→ GOAL OF THE EXERCISE:
Restate word for word the lines from the one containing "Highlight-reel tagging: indicate the wheel" through the end of the listing below, with both ends included.

___

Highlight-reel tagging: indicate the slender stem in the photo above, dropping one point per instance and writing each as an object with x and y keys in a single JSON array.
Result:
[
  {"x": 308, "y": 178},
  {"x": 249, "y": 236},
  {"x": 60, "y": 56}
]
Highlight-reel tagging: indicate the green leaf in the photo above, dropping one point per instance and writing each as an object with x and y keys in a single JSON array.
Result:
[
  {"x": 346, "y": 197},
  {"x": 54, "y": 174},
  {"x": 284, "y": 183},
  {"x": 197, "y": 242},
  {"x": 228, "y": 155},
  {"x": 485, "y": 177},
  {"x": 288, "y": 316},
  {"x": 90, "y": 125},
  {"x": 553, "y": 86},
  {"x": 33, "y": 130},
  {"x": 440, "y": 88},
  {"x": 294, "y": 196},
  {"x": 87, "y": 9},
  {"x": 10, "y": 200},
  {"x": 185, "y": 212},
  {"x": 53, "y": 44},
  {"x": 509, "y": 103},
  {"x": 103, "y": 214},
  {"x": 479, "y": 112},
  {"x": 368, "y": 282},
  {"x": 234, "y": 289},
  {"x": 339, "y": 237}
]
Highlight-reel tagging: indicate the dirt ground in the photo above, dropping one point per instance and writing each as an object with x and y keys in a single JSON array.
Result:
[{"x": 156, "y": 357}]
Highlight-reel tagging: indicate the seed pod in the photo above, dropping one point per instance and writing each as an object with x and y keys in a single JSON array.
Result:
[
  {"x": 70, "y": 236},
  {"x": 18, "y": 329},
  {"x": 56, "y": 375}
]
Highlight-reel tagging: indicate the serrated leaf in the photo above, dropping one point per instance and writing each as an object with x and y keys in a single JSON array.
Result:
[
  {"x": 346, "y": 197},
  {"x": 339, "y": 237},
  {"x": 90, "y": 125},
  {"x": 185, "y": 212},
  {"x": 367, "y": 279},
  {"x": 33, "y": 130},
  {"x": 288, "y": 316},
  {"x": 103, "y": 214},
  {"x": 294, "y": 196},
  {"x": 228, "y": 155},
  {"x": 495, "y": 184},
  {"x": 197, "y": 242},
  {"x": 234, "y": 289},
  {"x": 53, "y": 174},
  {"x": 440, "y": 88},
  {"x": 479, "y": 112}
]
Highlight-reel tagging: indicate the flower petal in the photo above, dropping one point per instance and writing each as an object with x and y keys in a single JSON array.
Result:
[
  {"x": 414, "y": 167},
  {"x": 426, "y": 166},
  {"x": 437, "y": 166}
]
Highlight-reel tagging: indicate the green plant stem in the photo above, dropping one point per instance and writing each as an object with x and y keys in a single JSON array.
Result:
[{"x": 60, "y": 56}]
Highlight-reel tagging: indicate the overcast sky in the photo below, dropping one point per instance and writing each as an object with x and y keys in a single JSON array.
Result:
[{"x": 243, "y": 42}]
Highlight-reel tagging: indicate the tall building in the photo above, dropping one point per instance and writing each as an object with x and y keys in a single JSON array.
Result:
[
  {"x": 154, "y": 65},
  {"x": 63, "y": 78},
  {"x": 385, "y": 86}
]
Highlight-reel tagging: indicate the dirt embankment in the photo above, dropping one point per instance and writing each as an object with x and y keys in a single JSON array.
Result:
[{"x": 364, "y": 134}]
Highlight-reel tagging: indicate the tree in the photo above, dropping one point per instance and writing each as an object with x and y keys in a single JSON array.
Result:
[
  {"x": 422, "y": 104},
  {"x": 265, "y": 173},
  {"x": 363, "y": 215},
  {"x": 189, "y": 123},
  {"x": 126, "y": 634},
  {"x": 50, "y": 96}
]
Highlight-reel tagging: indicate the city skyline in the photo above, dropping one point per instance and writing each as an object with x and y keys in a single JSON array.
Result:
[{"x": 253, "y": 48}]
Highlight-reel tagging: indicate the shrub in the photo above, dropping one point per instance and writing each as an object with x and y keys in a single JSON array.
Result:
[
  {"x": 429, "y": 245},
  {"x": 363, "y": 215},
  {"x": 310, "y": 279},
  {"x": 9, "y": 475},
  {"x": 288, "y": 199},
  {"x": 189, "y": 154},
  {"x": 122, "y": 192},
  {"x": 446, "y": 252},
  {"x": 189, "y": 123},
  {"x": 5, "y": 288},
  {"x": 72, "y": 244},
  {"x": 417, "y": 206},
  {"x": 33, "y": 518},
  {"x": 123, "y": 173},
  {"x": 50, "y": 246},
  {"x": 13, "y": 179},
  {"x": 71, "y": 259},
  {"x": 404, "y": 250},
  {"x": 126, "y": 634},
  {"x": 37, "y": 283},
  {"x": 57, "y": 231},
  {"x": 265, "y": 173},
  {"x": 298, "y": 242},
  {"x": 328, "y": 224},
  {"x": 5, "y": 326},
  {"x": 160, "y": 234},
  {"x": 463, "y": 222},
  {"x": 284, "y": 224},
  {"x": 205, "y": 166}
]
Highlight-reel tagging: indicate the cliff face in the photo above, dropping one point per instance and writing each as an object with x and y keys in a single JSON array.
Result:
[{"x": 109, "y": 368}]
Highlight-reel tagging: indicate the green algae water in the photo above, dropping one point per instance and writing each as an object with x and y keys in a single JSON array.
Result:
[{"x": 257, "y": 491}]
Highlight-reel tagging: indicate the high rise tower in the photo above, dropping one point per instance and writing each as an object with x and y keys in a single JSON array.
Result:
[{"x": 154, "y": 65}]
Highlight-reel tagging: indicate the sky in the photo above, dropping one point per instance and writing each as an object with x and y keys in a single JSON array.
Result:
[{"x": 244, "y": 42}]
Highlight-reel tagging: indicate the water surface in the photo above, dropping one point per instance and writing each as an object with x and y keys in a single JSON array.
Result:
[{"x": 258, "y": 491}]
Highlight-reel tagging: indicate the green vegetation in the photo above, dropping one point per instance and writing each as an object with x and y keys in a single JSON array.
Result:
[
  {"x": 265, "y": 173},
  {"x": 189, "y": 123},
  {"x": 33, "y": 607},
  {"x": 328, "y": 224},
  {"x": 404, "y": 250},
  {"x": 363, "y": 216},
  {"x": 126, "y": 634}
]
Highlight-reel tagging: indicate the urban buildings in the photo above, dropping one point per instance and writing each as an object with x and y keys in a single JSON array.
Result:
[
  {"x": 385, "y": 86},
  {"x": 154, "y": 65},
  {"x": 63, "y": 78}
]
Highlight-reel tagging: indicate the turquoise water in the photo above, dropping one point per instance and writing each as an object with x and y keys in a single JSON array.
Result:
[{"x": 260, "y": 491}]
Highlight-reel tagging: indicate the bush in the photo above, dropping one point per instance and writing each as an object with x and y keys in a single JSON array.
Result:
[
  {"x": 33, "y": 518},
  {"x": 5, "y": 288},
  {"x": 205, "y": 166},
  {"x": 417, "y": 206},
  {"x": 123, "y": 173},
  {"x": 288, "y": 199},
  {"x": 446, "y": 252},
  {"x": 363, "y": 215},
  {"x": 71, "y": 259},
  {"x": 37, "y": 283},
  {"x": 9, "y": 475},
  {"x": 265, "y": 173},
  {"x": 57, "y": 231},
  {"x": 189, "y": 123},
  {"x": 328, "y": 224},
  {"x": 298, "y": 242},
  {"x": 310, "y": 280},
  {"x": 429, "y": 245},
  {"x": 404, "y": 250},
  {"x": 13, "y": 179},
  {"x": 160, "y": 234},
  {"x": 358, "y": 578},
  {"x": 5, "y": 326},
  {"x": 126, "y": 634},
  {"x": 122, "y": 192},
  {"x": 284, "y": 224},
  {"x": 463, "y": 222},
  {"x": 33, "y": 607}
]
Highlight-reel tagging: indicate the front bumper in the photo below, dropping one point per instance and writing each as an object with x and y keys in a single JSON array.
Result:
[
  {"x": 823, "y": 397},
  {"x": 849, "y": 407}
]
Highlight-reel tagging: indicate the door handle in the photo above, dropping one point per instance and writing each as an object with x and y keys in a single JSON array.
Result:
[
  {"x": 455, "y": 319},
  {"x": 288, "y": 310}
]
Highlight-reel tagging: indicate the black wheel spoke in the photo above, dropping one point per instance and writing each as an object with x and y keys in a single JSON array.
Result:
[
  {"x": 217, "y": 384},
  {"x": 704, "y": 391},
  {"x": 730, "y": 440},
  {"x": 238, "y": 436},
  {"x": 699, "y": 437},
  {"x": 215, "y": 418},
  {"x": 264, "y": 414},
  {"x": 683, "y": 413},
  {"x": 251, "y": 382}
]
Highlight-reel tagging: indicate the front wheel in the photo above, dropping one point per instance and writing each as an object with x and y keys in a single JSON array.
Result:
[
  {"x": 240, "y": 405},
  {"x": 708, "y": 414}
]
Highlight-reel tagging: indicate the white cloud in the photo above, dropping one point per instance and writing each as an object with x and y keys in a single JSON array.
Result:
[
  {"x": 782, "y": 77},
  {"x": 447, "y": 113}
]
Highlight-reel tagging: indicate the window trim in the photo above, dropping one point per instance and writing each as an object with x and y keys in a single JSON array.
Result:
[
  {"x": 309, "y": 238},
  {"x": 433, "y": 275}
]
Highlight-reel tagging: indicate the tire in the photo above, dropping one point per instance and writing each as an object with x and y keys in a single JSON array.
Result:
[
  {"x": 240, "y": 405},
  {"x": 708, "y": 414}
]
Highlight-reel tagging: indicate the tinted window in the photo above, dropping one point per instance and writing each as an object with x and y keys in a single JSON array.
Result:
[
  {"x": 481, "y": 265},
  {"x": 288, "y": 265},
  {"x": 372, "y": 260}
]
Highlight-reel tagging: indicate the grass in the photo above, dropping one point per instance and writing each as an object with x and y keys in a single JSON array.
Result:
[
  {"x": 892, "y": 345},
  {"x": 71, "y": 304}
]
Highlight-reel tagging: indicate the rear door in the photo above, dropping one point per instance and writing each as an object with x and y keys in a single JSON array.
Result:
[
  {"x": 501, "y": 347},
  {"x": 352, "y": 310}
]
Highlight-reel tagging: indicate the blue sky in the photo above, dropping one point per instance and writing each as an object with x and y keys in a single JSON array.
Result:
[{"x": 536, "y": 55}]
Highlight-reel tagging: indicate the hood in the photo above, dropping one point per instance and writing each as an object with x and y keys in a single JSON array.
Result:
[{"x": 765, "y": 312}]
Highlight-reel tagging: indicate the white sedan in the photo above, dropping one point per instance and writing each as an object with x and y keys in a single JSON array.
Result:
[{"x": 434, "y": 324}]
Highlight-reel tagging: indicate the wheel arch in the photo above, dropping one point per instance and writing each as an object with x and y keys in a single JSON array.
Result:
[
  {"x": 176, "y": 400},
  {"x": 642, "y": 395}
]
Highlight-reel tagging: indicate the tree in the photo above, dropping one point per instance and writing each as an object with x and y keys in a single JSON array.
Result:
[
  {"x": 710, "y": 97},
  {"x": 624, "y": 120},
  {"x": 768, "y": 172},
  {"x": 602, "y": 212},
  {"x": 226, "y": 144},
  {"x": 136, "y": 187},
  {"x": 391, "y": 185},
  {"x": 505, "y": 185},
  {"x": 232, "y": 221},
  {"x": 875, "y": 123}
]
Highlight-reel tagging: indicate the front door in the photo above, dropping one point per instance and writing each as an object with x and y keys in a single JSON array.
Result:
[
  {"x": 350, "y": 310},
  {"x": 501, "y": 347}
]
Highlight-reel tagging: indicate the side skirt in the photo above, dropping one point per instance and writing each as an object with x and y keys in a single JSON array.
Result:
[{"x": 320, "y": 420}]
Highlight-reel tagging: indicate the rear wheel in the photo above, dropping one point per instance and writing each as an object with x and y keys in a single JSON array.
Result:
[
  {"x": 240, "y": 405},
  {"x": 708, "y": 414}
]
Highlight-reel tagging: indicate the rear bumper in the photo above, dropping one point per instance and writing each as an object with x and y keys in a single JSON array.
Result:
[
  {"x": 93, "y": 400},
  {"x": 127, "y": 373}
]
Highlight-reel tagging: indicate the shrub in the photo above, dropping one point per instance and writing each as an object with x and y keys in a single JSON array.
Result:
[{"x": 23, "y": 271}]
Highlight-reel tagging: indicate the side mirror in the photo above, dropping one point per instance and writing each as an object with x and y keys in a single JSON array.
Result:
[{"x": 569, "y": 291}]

___

→ RESULT OF THE TASK:
Highlight-reel tagging: indicate the wheel arch in the photo above, dropping one point per instance and writing each as an object with x and y keys in a single JSON array.
Result:
[
  {"x": 176, "y": 400},
  {"x": 642, "y": 395}
]
Highlight-reel tagging: indicate the tree in the photo above, dropping one point per instance and writing each as an object with x and y keys in a single JSON array.
Result:
[
  {"x": 710, "y": 97},
  {"x": 624, "y": 120},
  {"x": 768, "y": 172},
  {"x": 602, "y": 212},
  {"x": 226, "y": 144},
  {"x": 136, "y": 187},
  {"x": 391, "y": 185},
  {"x": 505, "y": 185},
  {"x": 232, "y": 221},
  {"x": 875, "y": 123}
]
Highlight-reel tagging: indicate the front door in the photo above, dropping one point per instance and writing each as an object with x and y keys in a single JSON array.
Result:
[
  {"x": 350, "y": 310},
  {"x": 501, "y": 347}
]
Highlight-reel tagging: indicate the side skirt in the photo above, dropping one point per instance and writing each as an object with x and y keys in a single JSON array.
Result:
[{"x": 320, "y": 420}]
Highlight-reel tagging: indicate the rear wheel in the photo above, dropping one point per instance and writing each as an object with x and y keys in a single JSON array.
Result:
[
  {"x": 240, "y": 405},
  {"x": 708, "y": 414}
]
Highlight-reel tagging: indicate the rear bumper in the photo above, dropping one point per instance and writing each as an object with x and y keys in a single JSON array.
Result:
[
  {"x": 93, "y": 400},
  {"x": 127, "y": 373}
]
Highlight-reel tagging: indicate the shrub in the photo above, dropping one point per instance and writing each as an object with x and y keys in a single JSON array.
Result:
[{"x": 23, "y": 271}]
Highlight-reel tagging: indicate the side mirror in the photo above, dropping one point per instance and writing each as an object with x and y keys in a single JSON array.
Result:
[{"x": 569, "y": 291}]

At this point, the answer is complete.